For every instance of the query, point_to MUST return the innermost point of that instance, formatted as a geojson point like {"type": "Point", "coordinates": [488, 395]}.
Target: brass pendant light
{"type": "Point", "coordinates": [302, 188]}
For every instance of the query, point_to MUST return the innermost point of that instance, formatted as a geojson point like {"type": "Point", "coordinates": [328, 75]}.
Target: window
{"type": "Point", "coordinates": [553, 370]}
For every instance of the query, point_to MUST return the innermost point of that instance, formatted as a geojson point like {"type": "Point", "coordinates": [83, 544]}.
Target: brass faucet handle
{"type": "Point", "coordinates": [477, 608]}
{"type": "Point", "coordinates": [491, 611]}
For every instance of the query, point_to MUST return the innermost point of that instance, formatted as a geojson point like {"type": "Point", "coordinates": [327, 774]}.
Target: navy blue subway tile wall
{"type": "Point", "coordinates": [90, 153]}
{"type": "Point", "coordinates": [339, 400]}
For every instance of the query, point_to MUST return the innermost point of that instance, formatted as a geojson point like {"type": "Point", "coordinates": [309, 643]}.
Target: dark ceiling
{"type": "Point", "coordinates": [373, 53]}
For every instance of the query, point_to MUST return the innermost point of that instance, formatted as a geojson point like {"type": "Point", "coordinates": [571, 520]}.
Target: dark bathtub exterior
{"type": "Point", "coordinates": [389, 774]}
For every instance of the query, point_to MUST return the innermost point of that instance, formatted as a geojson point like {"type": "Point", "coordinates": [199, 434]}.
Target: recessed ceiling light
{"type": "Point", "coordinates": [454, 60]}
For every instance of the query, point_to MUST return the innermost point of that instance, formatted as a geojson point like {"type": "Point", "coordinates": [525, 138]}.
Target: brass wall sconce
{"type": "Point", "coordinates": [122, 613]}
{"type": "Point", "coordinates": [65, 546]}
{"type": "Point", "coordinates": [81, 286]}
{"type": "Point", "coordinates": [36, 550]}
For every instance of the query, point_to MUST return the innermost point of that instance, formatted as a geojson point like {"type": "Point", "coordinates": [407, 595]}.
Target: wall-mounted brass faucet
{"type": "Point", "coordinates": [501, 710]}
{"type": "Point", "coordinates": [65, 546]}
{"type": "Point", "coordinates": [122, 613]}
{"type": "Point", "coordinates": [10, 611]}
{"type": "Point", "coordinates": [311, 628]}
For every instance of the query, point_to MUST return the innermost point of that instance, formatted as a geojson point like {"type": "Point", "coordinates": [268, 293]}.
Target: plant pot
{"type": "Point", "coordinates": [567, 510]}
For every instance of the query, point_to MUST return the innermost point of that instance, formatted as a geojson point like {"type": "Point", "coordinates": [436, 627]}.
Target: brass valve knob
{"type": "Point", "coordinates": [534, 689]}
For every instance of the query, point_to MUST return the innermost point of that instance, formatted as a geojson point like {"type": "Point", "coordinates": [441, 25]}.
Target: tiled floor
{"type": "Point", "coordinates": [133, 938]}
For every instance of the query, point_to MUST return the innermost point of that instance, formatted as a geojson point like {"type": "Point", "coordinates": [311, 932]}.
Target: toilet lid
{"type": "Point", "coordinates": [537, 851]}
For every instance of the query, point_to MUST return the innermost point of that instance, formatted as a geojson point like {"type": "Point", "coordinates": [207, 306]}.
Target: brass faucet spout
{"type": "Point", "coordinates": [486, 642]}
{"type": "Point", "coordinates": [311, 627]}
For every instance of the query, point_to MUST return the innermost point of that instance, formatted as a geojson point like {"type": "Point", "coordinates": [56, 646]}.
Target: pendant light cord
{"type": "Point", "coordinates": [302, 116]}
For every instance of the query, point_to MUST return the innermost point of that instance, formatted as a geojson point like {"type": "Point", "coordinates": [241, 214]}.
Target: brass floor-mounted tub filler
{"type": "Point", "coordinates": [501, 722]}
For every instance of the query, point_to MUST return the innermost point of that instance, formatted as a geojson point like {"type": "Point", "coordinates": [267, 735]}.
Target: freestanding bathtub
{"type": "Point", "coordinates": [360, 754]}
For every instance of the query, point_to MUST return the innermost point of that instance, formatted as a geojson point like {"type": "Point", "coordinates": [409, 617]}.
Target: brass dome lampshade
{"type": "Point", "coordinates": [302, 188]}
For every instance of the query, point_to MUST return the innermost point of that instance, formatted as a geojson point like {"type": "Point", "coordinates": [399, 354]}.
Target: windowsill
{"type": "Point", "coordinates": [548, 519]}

Given instruction
Extract every line above exactly as it stands.

Exercise response
For every instance of the query, point_to MUST return the innermost point of that instance, formatted as a geojson point like {"type": "Point", "coordinates": [488, 395]}.
Target: brass pendant light
{"type": "Point", "coordinates": [302, 188]}
For every instance of the query, point_to MUST return the innermost point of that instance, formatted as a geojson point like {"type": "Point", "coordinates": [328, 75]}.
Target: window
{"type": "Point", "coordinates": [553, 370]}
For every instance of the query, point_to MUST return the innermost point of that instance, formatted as a geojson point like {"type": "Point", "coordinates": [83, 544]}.
Target: brass faucet handle
{"type": "Point", "coordinates": [477, 608]}
{"type": "Point", "coordinates": [491, 611]}
For every instance of the query, point_to MUST return the innermost point of that instance, formatted as a geojson point like {"type": "Point", "coordinates": [327, 774]}.
Target: navy blue subway tile wall
{"type": "Point", "coordinates": [90, 153]}
{"type": "Point", "coordinates": [339, 400]}
For every instance of the query, point_to MUST return the innermost point of that instance, formatted as a geojson point like {"type": "Point", "coordinates": [309, 643]}.
Target: dark ceiling
{"type": "Point", "coordinates": [373, 53]}
For every instance of the query, point_to MUST return the innermost point of that instance, formatted as a geojson point like {"type": "Point", "coordinates": [571, 520]}.
Target: dark bathtub exterior
{"type": "Point", "coordinates": [389, 774]}
For every instance of the query, point_to MUST return the innermost point of that instance, formatted as a geojson point like {"type": "Point", "coordinates": [199, 434]}.
Target: recessed ceiling light
{"type": "Point", "coordinates": [454, 60]}
For every instance of the query, point_to MUST return the innermost point of that instance, formatted as a geojson point like {"type": "Point", "coordinates": [525, 138]}.
Target: brass wall sconce
{"type": "Point", "coordinates": [122, 613]}
{"type": "Point", "coordinates": [65, 546]}
{"type": "Point", "coordinates": [81, 286]}
{"type": "Point", "coordinates": [36, 550]}
For every instance of the query, point_to MUST return the innermost point of that instance, formatted as a geojson point like {"type": "Point", "coordinates": [407, 595]}.
Target: wall-mounted brass faucet
{"type": "Point", "coordinates": [501, 710]}
{"type": "Point", "coordinates": [65, 546]}
{"type": "Point", "coordinates": [122, 613]}
{"type": "Point", "coordinates": [10, 611]}
{"type": "Point", "coordinates": [311, 628]}
For every instance of the query, point_to MUST return the innermost point of that instance, formatted as a geojson point like {"type": "Point", "coordinates": [268, 293]}.
Target: plant pot
{"type": "Point", "coordinates": [567, 510]}
For every instance of the query, point_to MUST return the innermost point of that instance, formatted as a geojson point like {"type": "Point", "coordinates": [436, 627]}.
Target: brass valve knob
{"type": "Point", "coordinates": [534, 689]}
For every instance of the query, point_to MUST return the innermost point of that instance, formatted as a geojson point like {"type": "Point", "coordinates": [441, 25]}.
Target: tiled floor
{"type": "Point", "coordinates": [133, 938]}
For every instance of the query, point_to MUST return the innermost point of that instance, formatted as a geojson point like {"type": "Point", "coordinates": [311, 932]}.
Target: toilet lid
{"type": "Point", "coordinates": [537, 851]}
For every instance of the query, point_to MUST return the innermost point of that instance, formatted as a geojson point like {"type": "Point", "coordinates": [207, 306]}.
Target: brass faucet spout
{"type": "Point", "coordinates": [486, 642]}
{"type": "Point", "coordinates": [311, 627]}
For every instance of the query, point_to MUST return the innermost point of that instance, formatted as a geojson point like {"type": "Point", "coordinates": [56, 646]}.
Target: pendant light cord
{"type": "Point", "coordinates": [302, 116]}
For every instance of the query, point_to MUST return the innermost point of that instance, formatted as a geojson point like {"type": "Point", "coordinates": [241, 214]}.
Target: brass floor-mounted tub filler
{"type": "Point", "coordinates": [501, 722]}
For every instance of the query, point_to MUST return the innermost point of that instance, formatted as a geojson point like {"type": "Point", "coordinates": [267, 735]}.
Target: freestanding bathtub
{"type": "Point", "coordinates": [360, 754]}
For every instance of the query, point_to MUST return the innermost point of that instance, formatted as a geojson point like {"type": "Point", "coordinates": [409, 617]}.
Target: brass dome lampshade
{"type": "Point", "coordinates": [302, 188]}
For every instance of the query, point_to MUST return the innermost point of that instance, formatted as a geojson point like {"type": "Point", "coordinates": [399, 354]}.
Target: windowsill
{"type": "Point", "coordinates": [548, 519]}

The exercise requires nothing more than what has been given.